_Estratti delle voci_.
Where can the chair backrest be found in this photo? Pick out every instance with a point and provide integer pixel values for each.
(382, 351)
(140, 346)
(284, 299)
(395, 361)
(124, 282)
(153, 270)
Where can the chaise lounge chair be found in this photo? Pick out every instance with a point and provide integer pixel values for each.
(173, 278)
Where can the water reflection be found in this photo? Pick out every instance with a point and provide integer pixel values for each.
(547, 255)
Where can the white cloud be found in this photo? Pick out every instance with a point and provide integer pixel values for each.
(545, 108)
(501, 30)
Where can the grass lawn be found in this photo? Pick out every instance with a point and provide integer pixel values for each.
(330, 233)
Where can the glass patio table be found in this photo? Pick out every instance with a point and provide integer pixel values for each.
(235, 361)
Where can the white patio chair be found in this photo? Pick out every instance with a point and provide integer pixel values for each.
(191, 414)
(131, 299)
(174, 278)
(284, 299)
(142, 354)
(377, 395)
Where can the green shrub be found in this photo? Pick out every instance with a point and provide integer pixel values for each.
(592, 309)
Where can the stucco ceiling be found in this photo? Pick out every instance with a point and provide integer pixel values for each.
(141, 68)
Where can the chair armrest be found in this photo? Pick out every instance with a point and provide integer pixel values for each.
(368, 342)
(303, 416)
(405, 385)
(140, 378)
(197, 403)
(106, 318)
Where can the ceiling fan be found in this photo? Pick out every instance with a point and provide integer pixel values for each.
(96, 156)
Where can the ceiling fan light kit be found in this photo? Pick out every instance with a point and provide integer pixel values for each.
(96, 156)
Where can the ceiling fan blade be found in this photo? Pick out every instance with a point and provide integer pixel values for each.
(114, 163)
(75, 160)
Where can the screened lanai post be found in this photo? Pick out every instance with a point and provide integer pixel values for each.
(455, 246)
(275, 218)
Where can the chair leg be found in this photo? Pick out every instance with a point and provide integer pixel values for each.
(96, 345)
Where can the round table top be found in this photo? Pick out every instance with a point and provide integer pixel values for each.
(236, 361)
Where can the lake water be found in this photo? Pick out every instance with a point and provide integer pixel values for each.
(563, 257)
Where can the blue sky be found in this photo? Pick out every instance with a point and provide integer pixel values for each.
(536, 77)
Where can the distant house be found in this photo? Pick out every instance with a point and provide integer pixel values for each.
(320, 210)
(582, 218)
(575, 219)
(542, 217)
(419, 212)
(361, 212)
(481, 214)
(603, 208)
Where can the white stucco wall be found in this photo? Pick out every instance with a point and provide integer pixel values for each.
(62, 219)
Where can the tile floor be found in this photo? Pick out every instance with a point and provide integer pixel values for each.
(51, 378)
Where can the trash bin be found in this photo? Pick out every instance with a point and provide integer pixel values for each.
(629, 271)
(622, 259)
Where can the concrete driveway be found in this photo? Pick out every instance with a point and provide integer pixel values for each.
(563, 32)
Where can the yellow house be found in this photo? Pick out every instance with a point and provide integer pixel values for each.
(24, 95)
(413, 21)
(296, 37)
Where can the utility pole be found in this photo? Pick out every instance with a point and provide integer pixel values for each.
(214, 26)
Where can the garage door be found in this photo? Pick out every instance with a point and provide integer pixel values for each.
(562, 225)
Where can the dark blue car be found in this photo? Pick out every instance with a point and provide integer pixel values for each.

_Istruzioni del compito_.
Puoi riscrivere tutte le voci qui sopra come un elenco JSON di stringhe, una per ogni riga, tralasciando le righe vuote?

_Il risultato_.
[
  "Where can the chair backrest be found in this photo? Pick out every instance with a point and provide integer pixel values for each.",
  "(382, 351)",
  "(140, 346)",
  "(284, 299)",
  "(395, 361)",
  "(124, 282)",
  "(153, 270)",
  "Where can the chaise lounge chair be found in this photo? Pick out every instance with a point and provide integer pixel values for each.",
  "(173, 278)",
  "Where can the water reflection be found in this photo? Pick out every instance with a point and provide integer pixel values for each.",
  "(547, 255)",
  "Where can the white cloud be found in this photo? Pick out every instance with a point and provide integer pixel values for each.",
  "(545, 108)",
  "(501, 30)",
  "Where can the grass lawn be found in this photo? Pick out every instance with a point and provide integer pixel values for each.",
  "(330, 233)",
  "Where can the glass patio table be found in this photo? Pick out every instance with a point and provide integer pixel values for each.",
  "(235, 361)",
  "Where can the white patio chair be found in this photo? Pick out every instance with a point and provide integer pixel values for each.",
  "(191, 414)",
  "(131, 299)",
  "(174, 278)",
  "(284, 299)",
  "(142, 354)",
  "(377, 395)",
  "Where can the green shrub be found in this photo? Pick out every instance with a point and provide integer pixel values for each.",
  "(592, 309)",
  "Where can the stucco ceiling be found in this photo? Pick out every instance with a point and provide integer pixel values for each.",
  "(141, 68)",
  "Where can the chair armrest be found in this photo? Pick out every instance with a point and provide integer pixel values for each.",
  "(368, 342)",
  "(303, 416)",
  "(405, 385)",
  "(140, 378)",
  "(197, 403)",
  "(106, 318)",
  "Where can the ceiling fan be found in this photo? Pick out every instance with a point and provide integer pixel values for each.",
  "(96, 156)",
  "Where can the ceiling fan light kit be found in this photo? Pick out every instance with a point and provide integer pixel values for each.",
  "(96, 156)",
  "Where can the ceiling fan blade be found in this photo? Pick out every instance with a point and provide integer pixel values for each.",
  "(114, 163)",
  "(75, 160)",
  "Where can the screened lanai post be found in this photo? Pick out every instance with a point and provide integer pixel values for each.",
  "(455, 246)",
  "(275, 218)",
  "Where can the chair leg be found in this photo? Pick out every instance with a point and provide integer pixel values for each.",
  "(96, 345)",
  "Where can the round table top be found in this photo? Pick out every instance with a point and provide integer pixel values for each.",
  "(236, 361)",
  "Where can the lake water be found in this photo? Pick out every instance with a point and provide integer pixel values for each.",
  "(563, 257)",
  "Where can the blue sky be found in this photo? Pick out every instance with a point and provide integer pixel values for each.",
  "(536, 77)",
  "Where can the distant house be found in this photo? Pick out every instance with a point and provide integer pixel values for each.",
  "(320, 210)",
  "(582, 218)",
  "(575, 219)",
  "(542, 217)",
  "(419, 212)",
  "(361, 212)",
  "(481, 214)",
  "(603, 208)",
  "Where can the white stucco wall be found in this photo? Pick out every instance with a point and provide integer pixel values for each.",
  "(62, 219)",
  "Where can the tile floor be found in this photo? Pick out every instance with a point and provide integer pixel values for each.",
  "(51, 378)",
  "Where can the trash bin be found in this photo? Pick out every instance with a point and provide integer pixel values for each.",
  "(629, 271)",
  "(622, 259)",
  "Where can the concrete driveway be found in this photo? Pick out every instance with a point and provide integer pixel values for each.",
  "(563, 32)",
  "Where can the yellow house be found in this photo? Pick out every instance with a point and provide integer pixel values for each.",
  "(24, 95)",
  "(413, 21)",
  "(296, 37)",
  "Where can the utility pole be found in this photo? Pick out every instance with a point and provide integer pixel values for each.",
  "(214, 26)",
  "Where can the garage door be found in this photo? Pick out every instance with a point and provide integer pixel values for each.",
  "(562, 225)",
  "Where can the dark blue car be found in this photo? Pick out every instance with a point and provide integer pixel values for each."
]